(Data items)
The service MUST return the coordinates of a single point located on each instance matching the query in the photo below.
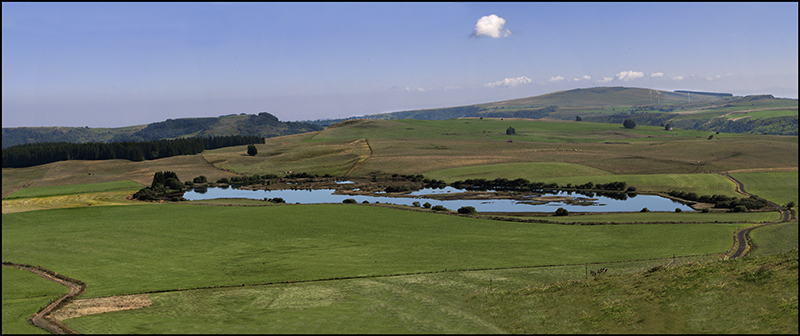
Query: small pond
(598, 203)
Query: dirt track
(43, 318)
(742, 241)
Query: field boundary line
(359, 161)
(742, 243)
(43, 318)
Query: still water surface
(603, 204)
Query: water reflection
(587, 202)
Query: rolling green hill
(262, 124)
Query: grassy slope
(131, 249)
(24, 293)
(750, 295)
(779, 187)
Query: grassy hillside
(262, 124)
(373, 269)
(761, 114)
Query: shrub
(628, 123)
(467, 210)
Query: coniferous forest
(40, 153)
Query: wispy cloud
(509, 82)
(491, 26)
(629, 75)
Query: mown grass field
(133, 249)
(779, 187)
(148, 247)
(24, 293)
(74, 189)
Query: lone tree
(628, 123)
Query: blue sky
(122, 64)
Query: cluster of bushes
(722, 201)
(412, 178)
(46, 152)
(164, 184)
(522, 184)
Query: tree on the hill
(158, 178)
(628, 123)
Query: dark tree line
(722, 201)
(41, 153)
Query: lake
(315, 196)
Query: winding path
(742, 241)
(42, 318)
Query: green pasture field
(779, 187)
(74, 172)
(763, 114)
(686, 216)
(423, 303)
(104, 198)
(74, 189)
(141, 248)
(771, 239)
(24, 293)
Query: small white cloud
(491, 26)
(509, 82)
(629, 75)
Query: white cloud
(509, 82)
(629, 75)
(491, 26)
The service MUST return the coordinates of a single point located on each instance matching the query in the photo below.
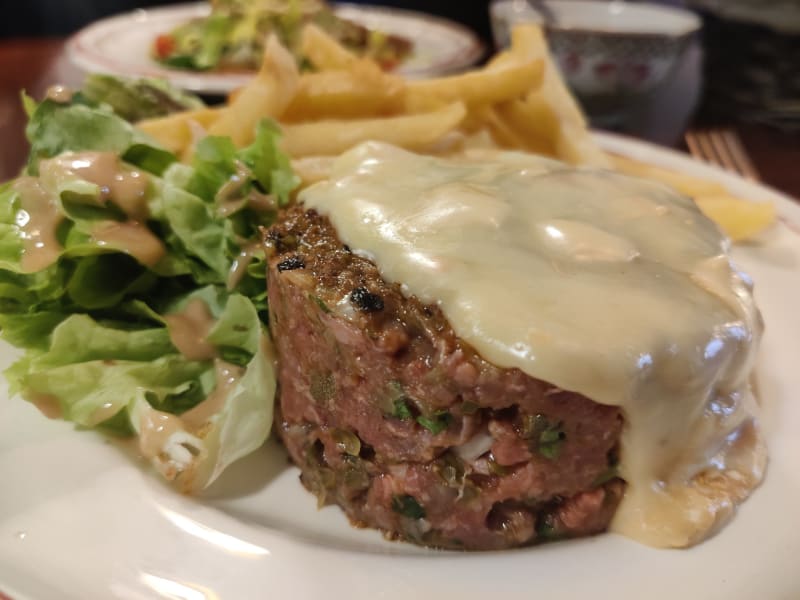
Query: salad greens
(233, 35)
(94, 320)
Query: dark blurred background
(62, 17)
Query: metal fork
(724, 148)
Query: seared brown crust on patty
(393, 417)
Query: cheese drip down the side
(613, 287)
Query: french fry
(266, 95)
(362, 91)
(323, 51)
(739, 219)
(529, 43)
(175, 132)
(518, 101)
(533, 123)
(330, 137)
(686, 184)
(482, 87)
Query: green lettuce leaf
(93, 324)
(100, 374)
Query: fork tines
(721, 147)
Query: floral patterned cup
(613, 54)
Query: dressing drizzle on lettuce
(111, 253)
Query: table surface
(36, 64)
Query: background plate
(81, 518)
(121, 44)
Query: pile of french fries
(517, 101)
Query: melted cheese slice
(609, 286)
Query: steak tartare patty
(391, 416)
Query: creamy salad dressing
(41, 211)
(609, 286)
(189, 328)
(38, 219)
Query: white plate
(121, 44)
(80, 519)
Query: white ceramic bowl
...
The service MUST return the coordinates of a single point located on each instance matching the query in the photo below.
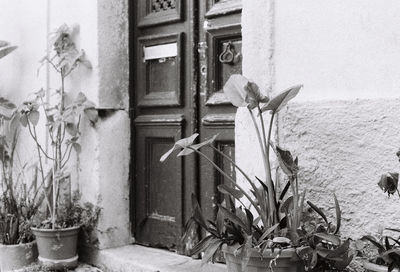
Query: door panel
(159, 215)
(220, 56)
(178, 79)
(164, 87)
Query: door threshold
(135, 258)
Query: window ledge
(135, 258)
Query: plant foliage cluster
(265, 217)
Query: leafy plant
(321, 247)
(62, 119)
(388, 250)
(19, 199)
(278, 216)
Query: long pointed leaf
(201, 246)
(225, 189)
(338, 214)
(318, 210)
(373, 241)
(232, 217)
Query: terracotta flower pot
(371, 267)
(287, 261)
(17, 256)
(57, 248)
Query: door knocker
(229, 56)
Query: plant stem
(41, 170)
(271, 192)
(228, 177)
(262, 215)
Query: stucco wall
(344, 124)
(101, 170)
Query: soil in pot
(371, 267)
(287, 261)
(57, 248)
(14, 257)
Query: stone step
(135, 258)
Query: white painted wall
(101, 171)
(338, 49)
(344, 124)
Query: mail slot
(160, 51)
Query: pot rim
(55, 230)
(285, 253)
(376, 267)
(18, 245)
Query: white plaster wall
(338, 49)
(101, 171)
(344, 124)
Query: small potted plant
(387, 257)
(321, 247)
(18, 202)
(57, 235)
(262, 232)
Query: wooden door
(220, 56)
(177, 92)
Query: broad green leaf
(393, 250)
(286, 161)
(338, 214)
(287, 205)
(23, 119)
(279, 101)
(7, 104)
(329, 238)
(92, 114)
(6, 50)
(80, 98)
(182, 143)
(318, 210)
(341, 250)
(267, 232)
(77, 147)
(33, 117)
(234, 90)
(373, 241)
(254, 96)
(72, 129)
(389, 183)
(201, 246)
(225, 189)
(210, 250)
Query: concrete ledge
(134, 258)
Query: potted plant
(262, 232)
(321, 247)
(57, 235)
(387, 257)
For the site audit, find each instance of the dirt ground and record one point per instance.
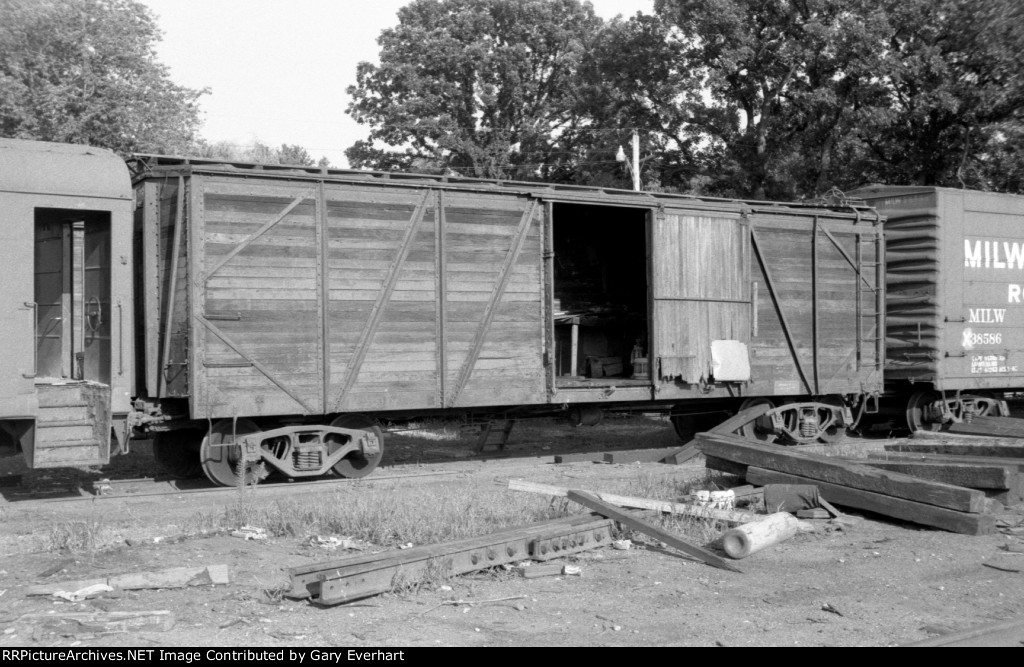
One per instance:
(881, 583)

▶ WHAT YOU SHOULD DO:
Transcribe the lines above between the line holding "Query: pile of french fries" and the line holding "Query: white ceramic bowl", inclusive, exactly as they stand and with nothing added.

▶ ANSWER BOX:
Query: pile of french fries
(517, 101)
Query: melted cheese slice
(609, 286)
Query: steak tartare patty
(391, 416)
Query: creamy salad dressing
(41, 211)
(609, 286)
(189, 328)
(38, 219)
Query: white plate
(121, 44)
(80, 519)
Query: white ceramic bowl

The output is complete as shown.